### MATERIAŁ DO PRZETWORZENIA
--------

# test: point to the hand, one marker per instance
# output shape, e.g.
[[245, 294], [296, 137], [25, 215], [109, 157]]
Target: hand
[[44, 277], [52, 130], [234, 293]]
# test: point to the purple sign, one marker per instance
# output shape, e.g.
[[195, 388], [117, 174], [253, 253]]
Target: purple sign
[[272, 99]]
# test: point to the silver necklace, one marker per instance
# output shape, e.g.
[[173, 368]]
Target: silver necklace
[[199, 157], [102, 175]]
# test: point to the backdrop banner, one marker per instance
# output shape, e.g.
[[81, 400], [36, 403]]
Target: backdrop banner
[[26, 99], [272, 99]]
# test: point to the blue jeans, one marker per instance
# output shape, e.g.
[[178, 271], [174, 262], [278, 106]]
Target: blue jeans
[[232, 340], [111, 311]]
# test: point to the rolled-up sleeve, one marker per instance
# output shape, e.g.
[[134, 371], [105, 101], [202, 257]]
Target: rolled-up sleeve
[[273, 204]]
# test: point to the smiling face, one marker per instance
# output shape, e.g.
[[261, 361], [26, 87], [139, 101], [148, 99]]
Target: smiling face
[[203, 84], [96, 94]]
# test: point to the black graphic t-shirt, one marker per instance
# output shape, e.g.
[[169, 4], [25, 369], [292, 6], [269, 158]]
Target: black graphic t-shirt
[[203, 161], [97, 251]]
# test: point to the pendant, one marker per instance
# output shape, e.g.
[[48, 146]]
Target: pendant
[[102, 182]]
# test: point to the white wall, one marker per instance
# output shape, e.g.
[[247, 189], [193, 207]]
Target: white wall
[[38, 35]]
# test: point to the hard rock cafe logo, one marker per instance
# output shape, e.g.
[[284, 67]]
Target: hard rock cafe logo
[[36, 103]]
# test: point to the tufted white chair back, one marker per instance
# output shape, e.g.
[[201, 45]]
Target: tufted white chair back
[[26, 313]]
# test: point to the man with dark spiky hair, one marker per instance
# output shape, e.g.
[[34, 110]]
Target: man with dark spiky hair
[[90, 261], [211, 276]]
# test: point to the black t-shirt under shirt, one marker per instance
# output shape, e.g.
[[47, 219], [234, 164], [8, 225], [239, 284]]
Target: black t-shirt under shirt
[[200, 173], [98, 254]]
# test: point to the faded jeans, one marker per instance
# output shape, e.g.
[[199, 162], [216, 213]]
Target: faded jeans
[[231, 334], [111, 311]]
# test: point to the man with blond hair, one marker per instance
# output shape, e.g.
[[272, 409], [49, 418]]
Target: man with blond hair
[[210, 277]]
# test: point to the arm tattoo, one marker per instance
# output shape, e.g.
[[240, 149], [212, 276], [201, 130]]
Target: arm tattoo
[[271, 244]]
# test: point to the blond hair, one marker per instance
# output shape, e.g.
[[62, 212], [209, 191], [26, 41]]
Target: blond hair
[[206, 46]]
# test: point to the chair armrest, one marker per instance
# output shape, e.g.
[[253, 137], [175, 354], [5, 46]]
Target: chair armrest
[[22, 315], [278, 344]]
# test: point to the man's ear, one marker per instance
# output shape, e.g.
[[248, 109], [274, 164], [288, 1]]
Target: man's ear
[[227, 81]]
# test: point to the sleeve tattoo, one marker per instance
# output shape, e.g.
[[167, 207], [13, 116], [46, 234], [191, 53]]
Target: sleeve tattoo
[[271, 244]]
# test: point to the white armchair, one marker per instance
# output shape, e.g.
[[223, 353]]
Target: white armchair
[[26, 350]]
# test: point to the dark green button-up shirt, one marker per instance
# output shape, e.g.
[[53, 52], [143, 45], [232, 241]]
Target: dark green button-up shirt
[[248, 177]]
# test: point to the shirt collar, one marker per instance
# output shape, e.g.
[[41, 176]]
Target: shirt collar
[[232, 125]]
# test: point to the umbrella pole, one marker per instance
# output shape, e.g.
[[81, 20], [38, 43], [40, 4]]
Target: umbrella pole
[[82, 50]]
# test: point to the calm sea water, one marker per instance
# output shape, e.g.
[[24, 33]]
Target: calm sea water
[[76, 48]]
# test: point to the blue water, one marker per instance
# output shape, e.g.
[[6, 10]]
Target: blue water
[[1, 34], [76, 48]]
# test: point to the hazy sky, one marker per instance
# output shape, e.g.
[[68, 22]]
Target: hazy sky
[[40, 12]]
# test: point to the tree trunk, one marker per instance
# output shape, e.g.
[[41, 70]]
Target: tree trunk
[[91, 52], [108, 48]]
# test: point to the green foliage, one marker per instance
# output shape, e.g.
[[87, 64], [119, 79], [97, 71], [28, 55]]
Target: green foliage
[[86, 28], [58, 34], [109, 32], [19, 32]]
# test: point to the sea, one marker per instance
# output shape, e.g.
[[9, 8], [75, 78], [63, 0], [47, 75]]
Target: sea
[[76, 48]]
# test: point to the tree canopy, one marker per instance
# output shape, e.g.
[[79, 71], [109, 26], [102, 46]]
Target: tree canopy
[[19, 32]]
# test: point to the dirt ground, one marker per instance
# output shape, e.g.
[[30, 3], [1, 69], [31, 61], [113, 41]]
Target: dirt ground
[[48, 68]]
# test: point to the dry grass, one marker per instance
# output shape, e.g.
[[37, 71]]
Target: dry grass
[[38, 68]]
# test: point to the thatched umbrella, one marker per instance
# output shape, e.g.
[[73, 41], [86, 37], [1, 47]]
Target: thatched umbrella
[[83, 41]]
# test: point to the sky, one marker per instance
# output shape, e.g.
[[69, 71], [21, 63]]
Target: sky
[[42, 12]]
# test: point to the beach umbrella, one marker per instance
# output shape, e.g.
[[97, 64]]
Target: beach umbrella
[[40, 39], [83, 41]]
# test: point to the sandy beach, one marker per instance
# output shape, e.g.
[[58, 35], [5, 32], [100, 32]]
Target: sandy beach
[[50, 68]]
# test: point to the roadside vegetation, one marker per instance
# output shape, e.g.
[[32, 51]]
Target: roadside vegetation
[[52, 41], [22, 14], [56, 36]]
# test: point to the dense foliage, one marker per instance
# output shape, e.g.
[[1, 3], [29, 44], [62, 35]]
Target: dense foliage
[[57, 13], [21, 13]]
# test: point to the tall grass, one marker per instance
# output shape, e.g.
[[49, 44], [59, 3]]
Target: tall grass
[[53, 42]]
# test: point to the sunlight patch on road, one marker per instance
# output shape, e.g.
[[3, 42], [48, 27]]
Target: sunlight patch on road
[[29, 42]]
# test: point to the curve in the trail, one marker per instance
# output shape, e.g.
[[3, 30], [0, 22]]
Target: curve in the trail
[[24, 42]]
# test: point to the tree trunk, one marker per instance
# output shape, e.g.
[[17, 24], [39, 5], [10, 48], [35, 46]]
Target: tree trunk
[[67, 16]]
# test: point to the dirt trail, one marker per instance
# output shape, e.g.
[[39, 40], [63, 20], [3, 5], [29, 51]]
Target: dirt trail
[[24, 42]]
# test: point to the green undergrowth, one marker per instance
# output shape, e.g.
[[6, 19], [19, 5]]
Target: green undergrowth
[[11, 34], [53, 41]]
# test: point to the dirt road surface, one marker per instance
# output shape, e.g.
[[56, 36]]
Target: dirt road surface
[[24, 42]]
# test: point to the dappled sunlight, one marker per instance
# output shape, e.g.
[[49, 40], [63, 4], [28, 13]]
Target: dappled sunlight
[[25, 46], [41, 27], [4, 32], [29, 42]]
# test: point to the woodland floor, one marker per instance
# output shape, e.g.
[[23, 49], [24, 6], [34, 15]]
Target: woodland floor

--------

### WYMAGANIA
Zamień w powyższych rekordach każde wystąpienie "one marker per instance" na "one point per instance" i przepisz wszystkie rekordy w całości. Resztę tekstu pozostaw bez zmian.

### WYNIK ĆWICZENIA
# test: point to the hand, one point per instance
# output shape, e.g.
[[245, 294], [296, 137], [25, 215], [109, 157]]
Target: hand
[[44, 277], [52, 130], [234, 293]]
# test: point to the purple sign, one point per instance
# output shape, e.g.
[[195, 388], [117, 174], [253, 253]]
Target: purple sign
[[272, 99]]
# test: point to the silver necklace, one point per instance
# output shape, e.g.
[[173, 368]]
Target: silver necklace
[[199, 157], [102, 175]]
# test: point to the backdrop banner, one point per instance
# output shape, e.g.
[[81, 400], [36, 403]]
Target: backdrop banner
[[26, 99], [272, 99]]
# test: point to the blue jeans, one point per instance
# output shape, e.g.
[[178, 271], [174, 262], [278, 106]]
Target: blue jeans
[[232, 340], [111, 311]]
# test: point to the rolled-up sleeve, one point per instance
# output shape, e.g.
[[134, 371], [105, 101], [202, 257]]
Target: rolled-up sleeve
[[273, 204]]
# test: point to the smiling face, one point per instance
# output shape, e.g.
[[261, 361], [26, 87], [139, 101], [148, 99]]
Target: smiling face
[[203, 84], [96, 94]]
# test: point to the black graphic t-shirt, one point per instance
# output shape, e.g.
[[169, 4], [25, 369], [292, 6], [269, 158]]
Target: black graphic t-shirt
[[203, 161], [97, 251]]
# test: point to the pendant, one point per instance
# output shape, e.g.
[[48, 146]]
Target: pendant
[[102, 182]]
# test: point to the white wall, one point per instance
# output shape, e.g.
[[247, 189], [193, 207]]
Target: white wall
[[38, 35]]
# test: point to the hard rock cafe logo, one point per instance
# output shape, e.g.
[[284, 67]]
Target: hard rock cafe logo
[[36, 103]]
# test: point to the tufted white chair back, one point per instance
# output shape, e.g.
[[201, 45]]
Target: tufted white chair back
[[26, 313]]
# test: point to the man with dark spiky hair, one point per instance
# output shape, e.g.
[[34, 110]]
Target: man with dark spiky hair
[[90, 261], [211, 276]]
# test: point to the black t-shirt under shirt, one point per instance
# output shape, e.g.
[[47, 219], [234, 164], [8, 225], [239, 284]]
Target: black t-shirt under shirt
[[200, 173], [98, 254]]
# test: point to the faded jeans, one point per instance
# output shape, e.g.
[[199, 162], [216, 213]]
Target: faded jeans
[[231, 334], [111, 311]]
# test: point to the man with blond hair, one point per instance
# output shape, e.g.
[[272, 409], [49, 418]]
Target: man with blond hair
[[210, 277]]
# test: point to the arm tattoo, one point per instance
# output shape, e.g.
[[240, 149], [212, 276], [201, 130]]
Target: arm tattoo
[[271, 244]]
# test: point to the blond hair, one point per instance
# output shape, e.g.
[[62, 212], [209, 191], [26, 41]]
Target: blond hair
[[206, 46]]
# test: point to the chair armrest, one point per instance
# output shape, e.g.
[[253, 137], [175, 354], [5, 46]]
Target: chair armrest
[[22, 315], [278, 344]]
# test: point to the man's ear, one point per instance
# output shape, e.g.
[[248, 109], [274, 164], [288, 1]]
Target: man's ear
[[227, 81]]
# test: point to the sleeve tattoo, one point per instance
# output shape, e.g.
[[167, 207], [13, 116], [46, 234], [191, 53]]
Target: sleeve tattoo
[[271, 244]]
# test: point to the white armchair, one point per instance
# output shape, e.g.
[[223, 353]]
Target: white armchair
[[26, 350]]
# test: point to the dark green button-up shirt, one point per instance
# output shape, e.g.
[[53, 52], [143, 45], [232, 241]]
Target: dark green button-up shirt
[[248, 177]]
# test: point to the shirt collar, one point per instance
# output shape, e.g.
[[41, 176]]
Target: shirt collar
[[232, 125]]
# test: point to the umbrella pole, one point per instance
# output shape, e.g.
[[81, 20], [38, 43], [40, 4]]
Target: umbrella pole
[[82, 50]]
# test: point to the calm sea water, one point per instance
# output shape, e.g.
[[24, 33]]
Target: calm sea water
[[76, 48]]
# test: point to the blue water, one point per instance
# output shape, e.g.
[[6, 10]]
Target: blue water
[[1, 34], [76, 48]]
# test: point to the hazy sky, one point per instance
# output shape, e.g.
[[68, 22]]
Target: hazy sky
[[40, 12]]
# test: point to the tree trunk, one point per instance
# output shape, e.g.
[[41, 70]]
Target: tree trunk
[[91, 52], [108, 48]]
# test: point to the green foliage, one point per instance
# output shape, e.g.
[[87, 64], [119, 79], [97, 71], [28, 55]]
Target: green foliage
[[86, 28], [58, 34], [109, 32], [19, 32]]
# test: point to the sea, one point per instance
# output shape, e.g.
[[9, 8], [75, 78], [63, 0], [47, 75]]
Target: sea
[[76, 48]]
# test: point to the tree canopy, one point per instance
# output shape, e.g.
[[79, 71], [109, 26], [102, 46]]
Target: tree canopy
[[19, 32]]
# test: point to the dirt ground, one point per instance
# output shape, e.g.
[[30, 3], [1, 69], [31, 61], [113, 41]]
Target: dirt ground
[[48, 68]]
# test: point to the dry grass, one point per instance
# output shape, e.g.
[[37, 71]]
Target: dry grass
[[38, 68]]
# test: point to the thatched umbrella, one point per instance
# output shape, e.g.
[[73, 41], [86, 37], [1, 47]]
Target: thatched umbrella
[[83, 41]]
# test: point to the sky, one point per instance
# output shape, e.g.
[[69, 71], [21, 63]]
Target: sky
[[42, 12]]
# test: point to the beach umbrella, one point per instance
# output shape, e.g.
[[97, 64]]
Target: beach umbrella
[[40, 39], [83, 41]]
# test: point to the sandy beach, one point per instance
# output shape, e.g.
[[58, 35], [5, 32], [100, 32]]
Target: sandy beach
[[50, 68]]
# test: point to the roadside vegetation, one point per instance
# output shape, e.g.
[[32, 51]]
Target: roadside vegetation
[[52, 41], [22, 14], [56, 36]]
# test: point to the dense foliage, one point per instance
# output shape, e.g.
[[1, 3], [29, 44], [62, 35]]
Target: dense foliage
[[57, 13], [21, 13]]
# test: point to the tall grass, one point per instance
# output shape, e.g.
[[49, 44], [59, 3]]
Target: tall grass
[[53, 42]]
# test: point to the sunlight patch on road, one point per instance
# output shape, e.g.
[[3, 42], [48, 27]]
Target: sunlight patch on road
[[29, 42]]
# test: point to the curve in the trail, one point per instance
# output shape, e.g.
[[3, 30], [0, 22]]
Target: curve in the trail
[[24, 42]]
# test: point to the tree trunk, one point per instance
# output shape, e.g.
[[17, 24], [39, 5], [10, 48], [35, 46]]
Target: tree trunk
[[67, 16]]
# test: point to the dirt trail, one point per instance
# output shape, e.g.
[[39, 40], [63, 20], [3, 5], [29, 51]]
Target: dirt trail
[[24, 42]]
# test: point to the green undergrowth, one point per instance
# output shape, e.g.
[[6, 19], [19, 5]]
Target: green undergrowth
[[11, 34], [53, 41]]
# test: point to the dirt road surface, one point per instance
# output shape, e.g.
[[56, 36]]
Target: dirt road surface
[[24, 42]]
# test: point to the dappled sunlight, one point per instance
# output shape, e.g.
[[49, 40], [63, 4], [28, 13]]
Target: dappled sunlight
[[25, 46], [41, 27], [4, 32], [29, 42]]
# test: point to the woodland floor, one point per instance
# output shape, e.g.
[[23, 49], [24, 6], [34, 15]]
Target: woodland floor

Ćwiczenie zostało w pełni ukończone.